### Text provided
— BEGIN —
Cafe Sales Data Cleaning and Analysis

Why I Took On This Project

Data cleaning and analysis are critical skills for cloud and data engineering roles. I chose a messy 10,000-row cafe sales dataset from Kaggle to practice cleaning, querying, and cloud deployment using Python, SQL, and AWS RDS. This project showcases my ability to handle real-world data challenges and deploy solutions in the cloud, aligning with my transition to IT and cloud security. See more at trisoncloudresume.com.

What I Built

I cleaned a Kaggle dataset (Cafe Sales - Dirty Data) with 10,000 rows, addressing missing values, duplicates, and format issues. The cleaned data (8,733 rows) was loaded into SQLite and AWS RDS (PostgreSQL) for analysis. Advanced SQL queries analyzed sales trends, visualized in an HTML page. Key components:

Python script using pandas, numpy, SQLAlchemy, and psycopg2 to clean data and load into databases.
SQLite and PostgreSQL databases for local and cloud analysis.
— END —
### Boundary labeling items
— BEGIN —
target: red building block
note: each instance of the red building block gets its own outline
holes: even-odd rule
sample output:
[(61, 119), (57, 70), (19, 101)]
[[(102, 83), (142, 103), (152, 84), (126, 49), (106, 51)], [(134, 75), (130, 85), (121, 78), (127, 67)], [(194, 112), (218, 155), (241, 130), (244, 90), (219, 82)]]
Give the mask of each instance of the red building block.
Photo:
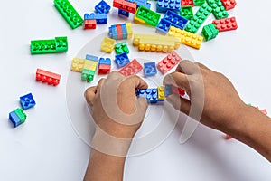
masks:
[(236, 5), (235, 0), (221, 0), (225, 9), (228, 11), (229, 9), (233, 9)]
[(175, 52), (173, 52), (158, 62), (157, 69), (162, 74), (164, 74), (181, 61), (182, 58)]
[(48, 84), (52, 84), (54, 86), (58, 85), (61, 81), (61, 75), (52, 73), (42, 69), (37, 69), (36, 71), (36, 81), (46, 82)]
[(181, 1), (181, 5), (182, 6), (186, 6), (186, 5), (194, 6), (194, 1), (193, 0), (182, 0)]
[(134, 59), (129, 62), (129, 64), (119, 70), (118, 72), (126, 77), (138, 73), (142, 69), (142, 65), (136, 61), (136, 59)]
[(236, 30), (238, 28), (238, 24), (237, 24), (235, 17), (229, 17), (229, 18), (225, 18), (225, 19), (220, 19), (220, 20), (214, 20), (212, 23), (214, 24), (216, 24), (216, 28), (220, 32)]
[(125, 0), (114, 0), (113, 7), (117, 7), (118, 9), (136, 14), (136, 2), (128, 2)]

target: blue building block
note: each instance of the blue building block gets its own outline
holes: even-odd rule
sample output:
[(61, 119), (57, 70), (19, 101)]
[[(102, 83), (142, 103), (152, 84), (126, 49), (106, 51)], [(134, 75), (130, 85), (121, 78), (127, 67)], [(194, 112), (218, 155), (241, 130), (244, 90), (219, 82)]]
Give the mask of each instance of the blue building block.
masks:
[(155, 62), (144, 63), (144, 74), (145, 77), (149, 77), (149, 76), (157, 74)]
[(145, 98), (148, 103), (157, 103), (158, 94), (157, 89), (142, 89), (136, 91), (138, 98)]
[(172, 23), (165, 20), (165, 19), (161, 19), (158, 25), (156, 26), (156, 32), (166, 34), (172, 25)]
[(180, 28), (183, 30), (188, 23), (188, 20), (184, 17), (182, 17), (181, 15), (178, 15), (174, 12), (167, 11), (166, 14), (164, 16), (164, 19), (169, 21), (172, 23), (173, 26), (175, 26), (176, 28)]
[(127, 53), (124, 52), (115, 56), (115, 62), (118, 68), (124, 67), (130, 62)]
[(36, 105), (36, 102), (35, 102), (32, 93), (29, 93), (29, 94), (20, 97), (20, 102), (21, 102), (22, 108), (23, 110), (30, 109)]
[(167, 10), (179, 12), (181, 9), (181, 0), (158, 0), (156, 12), (165, 13)]
[(111, 6), (104, 0), (100, 1), (96, 6), (95, 11), (97, 14), (107, 14), (111, 9)]

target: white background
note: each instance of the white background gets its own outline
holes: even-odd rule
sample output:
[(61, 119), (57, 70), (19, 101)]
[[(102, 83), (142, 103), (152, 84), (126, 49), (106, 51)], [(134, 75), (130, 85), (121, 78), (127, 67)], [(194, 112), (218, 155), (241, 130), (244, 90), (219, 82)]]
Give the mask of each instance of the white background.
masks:
[[(83, 16), (93, 12), (98, 1), (70, 2)], [(269, 112), (270, 6), (269, 1), (238, 1), (229, 11), (237, 17), (237, 31), (220, 33), (200, 51), (189, 48), (197, 62), (228, 76), (245, 102)], [(0, 180), (82, 180), (89, 147), (70, 124), (66, 82), (72, 57), (107, 25), (71, 30), (51, 0), (2, 0), (0, 14)], [(115, 8), (108, 19), (108, 24), (132, 21), (119, 19)], [(212, 19), (211, 14), (207, 23)], [(30, 54), (31, 40), (63, 35), (69, 39), (68, 52)], [(36, 82), (36, 68), (61, 74), (61, 84)], [(14, 129), (8, 113), (20, 106), (19, 96), (28, 92), (37, 105), (26, 110), (26, 122)], [(180, 132), (176, 128), (153, 151), (127, 158), (125, 180), (270, 180), (270, 164), (237, 140), (226, 141), (222, 133), (201, 126), (186, 144), (179, 145)]]

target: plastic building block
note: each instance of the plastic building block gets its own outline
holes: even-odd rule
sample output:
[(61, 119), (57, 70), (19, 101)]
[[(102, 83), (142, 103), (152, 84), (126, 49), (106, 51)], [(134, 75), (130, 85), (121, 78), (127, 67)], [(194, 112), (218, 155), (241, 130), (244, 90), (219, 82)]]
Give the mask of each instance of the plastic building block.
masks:
[(238, 28), (235, 17), (214, 20), (212, 23), (216, 24), (216, 28), (220, 32), (236, 30)]
[(135, 34), (133, 44), (138, 46), (139, 51), (171, 52), (180, 47), (181, 41), (174, 37), (153, 35), (153, 34)]
[(157, 69), (162, 72), (162, 74), (164, 74), (181, 61), (181, 57), (175, 52), (173, 52), (158, 62)]
[(144, 74), (145, 77), (149, 77), (149, 76), (157, 74), (155, 62), (144, 63)]
[(220, 20), (229, 16), (220, 0), (206, 0), (206, 2), (212, 8), (212, 14), (216, 19)]
[(130, 62), (128, 55), (124, 52), (115, 56), (115, 62), (118, 68), (122, 68)]
[(214, 24), (210, 24), (203, 26), (201, 34), (206, 41), (210, 41), (217, 37), (217, 35), (219, 34), (219, 30), (216, 29), (216, 25)]
[(179, 12), (181, 8), (181, 0), (158, 0), (156, 4), (156, 12), (165, 13), (167, 10)]
[(107, 14), (110, 9), (111, 6), (104, 0), (100, 1), (97, 5), (95, 5), (95, 11), (99, 14)]
[(181, 0), (181, 5), (182, 6), (194, 6), (194, 1), (193, 0)]
[(203, 4), (194, 16), (190, 20), (189, 24), (185, 27), (185, 31), (196, 33), (211, 12), (212, 8), (206, 4)]
[(172, 23), (173, 26), (175, 26), (177, 28), (180, 28), (182, 30), (184, 29), (186, 26), (188, 20), (184, 17), (182, 17), (172, 11), (167, 11), (166, 14), (164, 16), (164, 19), (169, 21)]
[(52, 73), (47, 71), (43, 71), (42, 69), (37, 69), (36, 71), (36, 81), (42, 81), (46, 82), (49, 85), (56, 86), (60, 83), (61, 81), (61, 75)]
[(135, 17), (143, 20), (143, 23), (156, 26), (160, 20), (160, 14), (145, 7), (139, 6), (137, 8)]
[(156, 26), (156, 32), (162, 34), (166, 34), (171, 25), (172, 25), (171, 22), (165, 19), (161, 19), (158, 25)]
[(193, 9), (191, 5), (182, 6), (180, 14), (185, 19), (191, 20), (193, 17)]
[(20, 102), (21, 102), (22, 108), (23, 110), (30, 109), (36, 105), (36, 102), (35, 102), (32, 93), (26, 94), (24, 96), (21, 96)]
[(64, 52), (68, 51), (68, 40), (66, 36), (55, 37), (51, 40), (31, 41), (30, 52), (32, 54), (44, 54), (52, 52)]
[(113, 0), (113, 7), (135, 14), (136, 11), (136, 3), (126, 0)]
[(123, 43), (119, 43), (117, 44), (115, 44), (115, 52), (116, 52), (116, 54), (121, 54), (121, 53), (129, 53), (129, 49), (128, 49), (128, 46), (126, 44), (126, 42), (123, 42)]
[(205, 0), (193, 0), (195, 6), (201, 6), (205, 3)]
[(134, 59), (133, 61), (131, 61), (131, 62), (119, 70), (118, 72), (126, 77), (129, 75), (136, 75), (142, 69), (142, 65), (136, 61), (136, 59)]
[(136, 91), (138, 98), (145, 98), (148, 103), (157, 103), (157, 89), (142, 89)]
[(236, 5), (235, 0), (221, 0), (221, 3), (227, 11), (229, 9), (233, 9)]
[(83, 19), (68, 0), (54, 0), (54, 5), (72, 29), (83, 24)]

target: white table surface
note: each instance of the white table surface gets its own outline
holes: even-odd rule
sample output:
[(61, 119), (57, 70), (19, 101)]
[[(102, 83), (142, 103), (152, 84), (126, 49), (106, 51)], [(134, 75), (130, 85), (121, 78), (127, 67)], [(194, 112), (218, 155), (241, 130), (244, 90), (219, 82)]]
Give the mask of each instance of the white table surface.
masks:
[[(98, 2), (70, 0), (81, 16), (93, 12)], [(228, 76), (244, 101), (269, 112), (270, 6), (269, 1), (238, 1), (229, 11), (229, 16), (237, 17), (237, 31), (220, 33), (200, 51), (189, 48), (197, 62)], [(89, 147), (72, 128), (67, 109), (71, 59), (108, 24), (132, 17), (119, 19), (113, 8), (107, 25), (71, 30), (51, 0), (2, 0), (0, 14), (0, 180), (82, 180)], [(212, 19), (211, 14), (207, 23)], [(30, 54), (31, 40), (63, 35), (69, 39), (66, 53)], [(61, 74), (61, 84), (36, 82), (36, 68)], [(33, 94), (37, 105), (26, 110), (26, 122), (14, 129), (8, 113), (20, 107), (19, 96), (27, 92)], [(180, 133), (177, 127), (156, 148), (127, 158), (125, 180), (270, 180), (270, 164), (244, 144), (224, 140), (222, 133), (200, 126), (188, 142), (180, 145)]]

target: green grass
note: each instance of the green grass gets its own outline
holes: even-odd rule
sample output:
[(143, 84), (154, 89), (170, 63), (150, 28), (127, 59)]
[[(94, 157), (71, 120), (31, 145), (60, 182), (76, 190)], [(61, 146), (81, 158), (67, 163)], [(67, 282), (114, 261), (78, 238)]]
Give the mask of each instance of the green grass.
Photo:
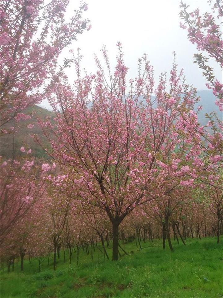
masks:
[[(133, 242), (125, 245), (132, 253), (116, 262), (104, 260), (98, 250), (86, 255), (81, 248), (80, 264), (74, 254), (71, 265), (63, 252), (54, 272), (46, 260), (25, 260), (14, 272), (1, 272), (1, 298), (222, 298), (222, 246), (215, 238), (187, 239), (186, 246), (173, 241), (175, 250), (164, 251), (161, 241), (147, 242), (138, 251)], [(109, 256), (111, 249), (108, 250)], [(68, 255), (67, 255), (68, 258)]]

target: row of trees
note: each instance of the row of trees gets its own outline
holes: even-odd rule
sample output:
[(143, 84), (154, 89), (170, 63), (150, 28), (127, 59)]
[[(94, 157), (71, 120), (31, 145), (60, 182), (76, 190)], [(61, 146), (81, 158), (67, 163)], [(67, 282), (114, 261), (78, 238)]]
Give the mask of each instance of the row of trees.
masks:
[[(75, 247), (78, 262), (81, 246), (88, 251), (90, 245), (92, 256), (97, 239), (108, 258), (105, 242), (112, 239), (114, 260), (125, 251), (120, 239), (123, 243), (134, 238), (141, 247), (140, 239), (162, 236), (164, 247), (166, 239), (171, 250), (172, 236), (185, 244), (189, 236), (212, 235), (219, 243), (222, 122), (214, 113), (207, 115), (207, 127), (198, 122), (199, 98), (177, 71), (175, 56), (169, 75), (161, 74), (156, 84), (146, 55), (138, 60), (137, 77), (127, 82), (119, 43), (114, 71), (105, 48), (103, 63), (95, 58), (96, 74), (82, 75), (79, 53), (58, 67), (63, 49), (90, 28), (82, 18), (86, 5), (67, 21), (68, 3), (1, 3), (1, 133), (16, 133), (20, 120), (31, 119), (23, 111), (44, 98), (55, 114), (40, 119), (46, 142), (33, 136), (50, 161), (35, 160), (25, 145), (20, 159), (2, 158), (3, 260), (10, 268), (19, 255), (22, 270), (28, 253), (38, 258), (40, 270), (53, 250), (55, 269), (60, 248), (69, 250), (70, 262)], [(222, 65), (215, 19), (207, 13), (203, 19), (198, 11), (188, 13), (183, 3), (181, 7), (181, 25), (188, 27), (191, 41)], [(217, 0), (214, 8), (217, 17), (222, 16), (222, 1)], [(214, 80), (206, 58), (195, 57), (221, 110), (222, 85)], [(71, 86), (65, 69), (72, 62), (77, 79)], [(12, 120), (15, 126), (6, 129)]]
[[(165, 203), (169, 201), (167, 198), (162, 201), (154, 201), (144, 210), (135, 208), (120, 225), (119, 255), (128, 255), (125, 245), (133, 241), (138, 249), (141, 250), (146, 241), (162, 238), (163, 249), (166, 240), (173, 251), (172, 238), (186, 245), (189, 237), (218, 237), (223, 233), (222, 212), (218, 223), (216, 209), (212, 209), (208, 202), (201, 203), (193, 198), (193, 192), (190, 199), (188, 193), (181, 193), (177, 206), (172, 206), (171, 209), (165, 207)], [(96, 254), (109, 259), (108, 249), (112, 246), (112, 226), (99, 210), (89, 206), (83, 208), (81, 204), (77, 204), (55, 193), (43, 197), (35, 205), (5, 238), (1, 256), (2, 268), (6, 263), (10, 272), (19, 259), (23, 271), (25, 255), (29, 262), (33, 258), (37, 259), (39, 272), (47, 258), (50, 265), (52, 256), (55, 270), (57, 258), (62, 257), (70, 264), (74, 258), (78, 265), (80, 250), (82, 249), (92, 260)]]

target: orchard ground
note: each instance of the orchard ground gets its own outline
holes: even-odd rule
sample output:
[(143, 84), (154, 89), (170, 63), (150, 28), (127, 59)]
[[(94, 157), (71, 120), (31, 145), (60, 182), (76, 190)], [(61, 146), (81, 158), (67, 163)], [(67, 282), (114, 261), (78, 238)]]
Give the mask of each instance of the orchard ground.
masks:
[[(221, 240), (220, 240), (221, 241)], [(162, 248), (162, 240), (147, 241), (137, 248), (135, 241), (122, 246), (129, 255), (117, 262), (104, 260), (96, 248), (91, 260), (80, 250), (79, 263), (74, 252), (71, 264), (68, 254), (61, 251), (56, 269), (46, 258), (38, 273), (38, 263), (26, 259), (20, 272), (1, 271), (1, 298), (222, 298), (223, 255), (216, 238), (188, 239), (186, 245), (173, 241), (174, 252)], [(111, 244), (107, 250), (111, 259)], [(100, 246), (99, 246), (100, 248)]]

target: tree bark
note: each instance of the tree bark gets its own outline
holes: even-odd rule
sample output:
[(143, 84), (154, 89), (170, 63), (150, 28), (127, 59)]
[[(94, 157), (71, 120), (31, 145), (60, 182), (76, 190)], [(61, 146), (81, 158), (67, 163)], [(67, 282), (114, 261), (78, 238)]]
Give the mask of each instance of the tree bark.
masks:
[(162, 224), (163, 227), (163, 249), (165, 249), (165, 240), (166, 240), (166, 227), (165, 223)]
[(118, 222), (113, 222), (112, 223), (112, 261), (117, 261), (118, 259)]
[(24, 249), (22, 247), (20, 248), (20, 258), (21, 260), (21, 271), (23, 271), (23, 261), (24, 260), (24, 257), (25, 256), (25, 252)]
[(170, 234), (169, 232), (169, 222), (168, 222), (168, 217), (167, 217), (165, 218), (165, 222), (166, 223), (166, 234), (167, 240), (168, 240), (168, 244), (169, 244), (169, 246), (170, 250), (171, 251), (173, 251), (173, 248), (172, 243), (171, 243), (171, 240), (170, 239)]
[(54, 270), (56, 270), (56, 244), (54, 245)]
[(218, 244), (220, 242), (219, 239), (219, 235), (220, 234), (220, 212), (217, 212), (217, 243)]

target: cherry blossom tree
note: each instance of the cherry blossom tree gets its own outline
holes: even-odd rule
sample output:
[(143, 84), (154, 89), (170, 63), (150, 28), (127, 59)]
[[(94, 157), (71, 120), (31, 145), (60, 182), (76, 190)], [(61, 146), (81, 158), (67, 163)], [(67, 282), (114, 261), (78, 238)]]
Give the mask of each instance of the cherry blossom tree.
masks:
[[(222, 18), (223, 17), (223, 2), (220, 0), (210, 0), (210, 4), (213, 2), (212, 13), (206, 12), (201, 16), (199, 10), (188, 12), (189, 5), (181, 1), (180, 13), (183, 23), (180, 26), (187, 28), (188, 38), (193, 44), (197, 45), (199, 51), (206, 52), (209, 57), (213, 58), (222, 68), (223, 67), (223, 42), (222, 39)], [(202, 53), (195, 54), (195, 60), (203, 72), (206, 78), (207, 85), (212, 89), (216, 99), (215, 104), (221, 111), (223, 111), (223, 84), (215, 79), (214, 70), (208, 64), (208, 58)]]
[[(82, 17), (86, 4), (68, 20), (65, 14), (68, 3), (68, 0), (1, 1), (1, 126), (13, 119), (29, 118), (22, 112), (44, 98), (44, 84), (55, 70), (62, 51), (90, 29), (89, 21)], [(65, 66), (69, 61), (65, 60)]]
[[(24, 149), (24, 150), (25, 150)], [(0, 243), (43, 195), (46, 186), (32, 160), (5, 160), (0, 175)]]
[[(177, 74), (175, 63), (168, 91), (165, 73), (154, 90), (153, 69), (146, 55), (139, 60), (138, 77), (130, 80), (128, 87), (127, 68), (121, 44), (117, 46), (113, 74), (106, 51), (103, 50), (108, 77), (96, 58), (96, 74), (82, 78), (79, 56), (73, 88), (65, 77), (51, 86), (48, 99), (56, 115), (55, 124), (40, 122), (46, 137), (48, 129), (56, 136), (49, 139), (51, 147), (46, 150), (66, 174), (61, 191), (102, 209), (108, 216), (114, 260), (118, 259), (118, 228), (122, 220), (136, 206), (169, 193), (179, 185), (185, 176), (181, 167), (190, 171), (186, 165), (201, 150), (185, 141), (181, 133), (186, 129), (192, 133), (191, 126), (199, 125), (194, 124), (196, 112), (192, 111), (197, 99), (194, 90), (182, 81), (182, 72)], [(188, 123), (182, 124), (180, 110)], [(190, 154), (181, 163), (189, 149)], [(48, 180), (54, 183), (50, 175)]]

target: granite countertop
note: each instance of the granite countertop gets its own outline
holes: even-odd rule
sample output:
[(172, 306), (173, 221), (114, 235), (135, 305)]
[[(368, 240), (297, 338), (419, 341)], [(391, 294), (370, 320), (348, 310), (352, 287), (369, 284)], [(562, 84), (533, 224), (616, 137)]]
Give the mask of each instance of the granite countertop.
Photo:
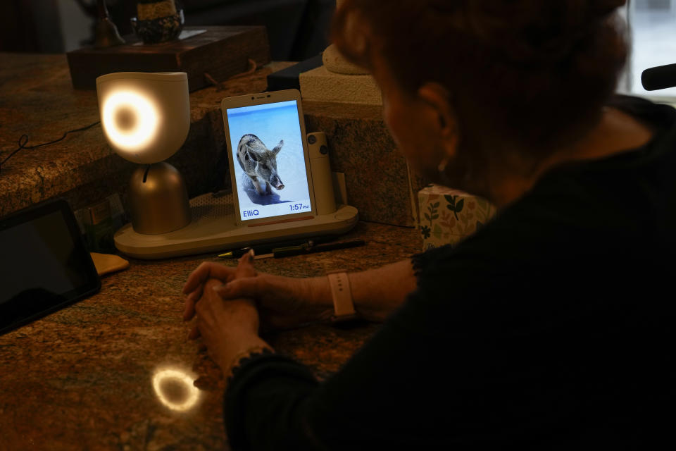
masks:
[[(268, 75), (291, 64), (272, 63), (190, 93), (190, 132), (168, 161), (181, 171), (191, 197), (212, 187), (211, 168), (225, 147), (220, 101), (265, 91)], [(96, 92), (73, 88), (65, 55), (0, 53), (0, 161), (17, 149), (22, 135), (33, 146), (99, 119)], [(123, 196), (136, 166), (113, 152), (100, 125), (49, 146), (23, 149), (0, 170), (0, 217), (55, 196), (74, 209), (114, 192)]]
[[(360, 222), (344, 238), (368, 244), (256, 266), (313, 276), (420, 249), (415, 230), (392, 226)], [(0, 450), (227, 449), (222, 375), (181, 321), (181, 287), (204, 260), (216, 259), (132, 260), (97, 295), (0, 337)], [(265, 338), (324, 378), (377, 327), (317, 324)]]

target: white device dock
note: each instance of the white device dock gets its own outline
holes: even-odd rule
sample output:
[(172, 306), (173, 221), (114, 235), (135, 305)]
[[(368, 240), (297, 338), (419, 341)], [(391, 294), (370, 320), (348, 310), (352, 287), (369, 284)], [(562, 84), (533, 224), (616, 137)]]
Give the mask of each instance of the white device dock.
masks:
[[(192, 221), (183, 228), (159, 235), (144, 235), (127, 224), (115, 234), (115, 245), (137, 259), (153, 260), (182, 255), (214, 252), (251, 245), (326, 235), (350, 230), (359, 218), (357, 209), (339, 205), (330, 214), (292, 221), (237, 226), (232, 194), (208, 193), (190, 200)], [(312, 216), (311, 214), (308, 216)]]

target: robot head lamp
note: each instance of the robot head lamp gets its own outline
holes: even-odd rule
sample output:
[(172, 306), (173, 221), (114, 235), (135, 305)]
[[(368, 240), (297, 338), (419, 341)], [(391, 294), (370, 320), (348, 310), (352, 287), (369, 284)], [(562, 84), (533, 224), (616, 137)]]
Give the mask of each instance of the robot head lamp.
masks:
[(178, 150), (190, 127), (184, 72), (118, 72), (96, 78), (99, 109), (111, 147), (124, 159), (149, 164)]

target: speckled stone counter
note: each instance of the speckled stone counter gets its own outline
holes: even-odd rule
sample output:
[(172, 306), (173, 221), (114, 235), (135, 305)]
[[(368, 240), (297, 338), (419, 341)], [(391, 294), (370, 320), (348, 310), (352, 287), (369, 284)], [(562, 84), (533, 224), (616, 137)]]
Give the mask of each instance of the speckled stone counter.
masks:
[[(254, 74), (190, 94), (190, 132), (185, 144), (168, 161), (183, 174), (194, 197), (225, 185), (218, 168), (225, 147), (220, 102), (230, 96), (260, 92), (266, 76), (289, 63), (273, 63)], [(73, 89), (65, 55), (0, 53), (0, 161), (18, 147), (56, 140), (70, 130), (99, 121), (96, 91)], [(77, 209), (115, 192), (125, 200), (136, 165), (115, 154), (100, 125), (68, 135), (59, 142), (24, 149), (1, 168), (0, 216), (55, 196)]]
[[(418, 252), (419, 236), (359, 223), (345, 238), (366, 246), (256, 266), (289, 276), (367, 269)], [(204, 260), (214, 256), (133, 260), (99, 294), (0, 336), (0, 450), (227, 449), (222, 376), (181, 321), (181, 287)], [(323, 378), (377, 327), (318, 324), (265, 338)]]

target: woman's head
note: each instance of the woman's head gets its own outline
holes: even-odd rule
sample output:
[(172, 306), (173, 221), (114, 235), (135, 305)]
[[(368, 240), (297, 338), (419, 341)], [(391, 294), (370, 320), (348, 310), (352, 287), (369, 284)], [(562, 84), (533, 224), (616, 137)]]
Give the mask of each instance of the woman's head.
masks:
[(409, 100), (426, 86), (446, 92), (459, 137), (449, 169), (466, 178), (510, 158), (501, 151), (536, 162), (594, 126), (625, 61), (613, 14), (623, 4), (346, 0), (333, 37), (384, 91)]

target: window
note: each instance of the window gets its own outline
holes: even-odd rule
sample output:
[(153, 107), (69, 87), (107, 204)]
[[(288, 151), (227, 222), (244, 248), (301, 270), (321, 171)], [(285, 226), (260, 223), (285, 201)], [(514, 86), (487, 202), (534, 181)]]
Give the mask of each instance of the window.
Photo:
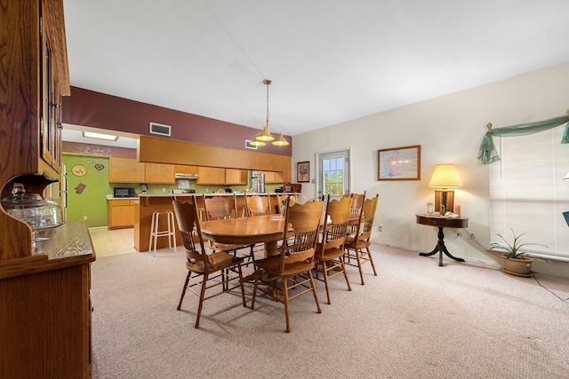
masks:
[(341, 150), (317, 155), (318, 193), (317, 197), (330, 194), (340, 198), (349, 193), (349, 151)]
[[(521, 137), (496, 138), (501, 161), (490, 165), (491, 242), (501, 234), (511, 243), (513, 230), (532, 255), (569, 257), (569, 146), (562, 145), (565, 124)], [(511, 230), (510, 230), (511, 229)]]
— END —
### Task description
Continue the write-up on cleaning and analyzing the cafe sales dataset, starting right after its last line.

### Response to the task
Five advanced SQL queries: total sales by item, average spend by payment method, monthly sales trends, top items by location, and sales percentage by item per location.
HTML page (cafe_sales_analysis.html) with formatted query results.

What I Learned

This project deepened my understanding of data engineering and cloud database management:

Data Cleaning: Systematic handling of missing values (e.g., 32.65% in Location), invalid data ("ERROR"/"UNKNOWN"), and type conversions is critical for reliable analysis.
SQL Differences: PostgreSQL’s strict case-sensitivity and GROUP BY rules differ from SQLite, requiring precise query syntax.
AWS RDS: Setting up and securing RDS instances involves IAM permissions, VPC configuration, and connectivity troubleshooting.
Chromebook Workflow: Linux terminal file access on Chromebook requires workarounds like dragging files via Files app.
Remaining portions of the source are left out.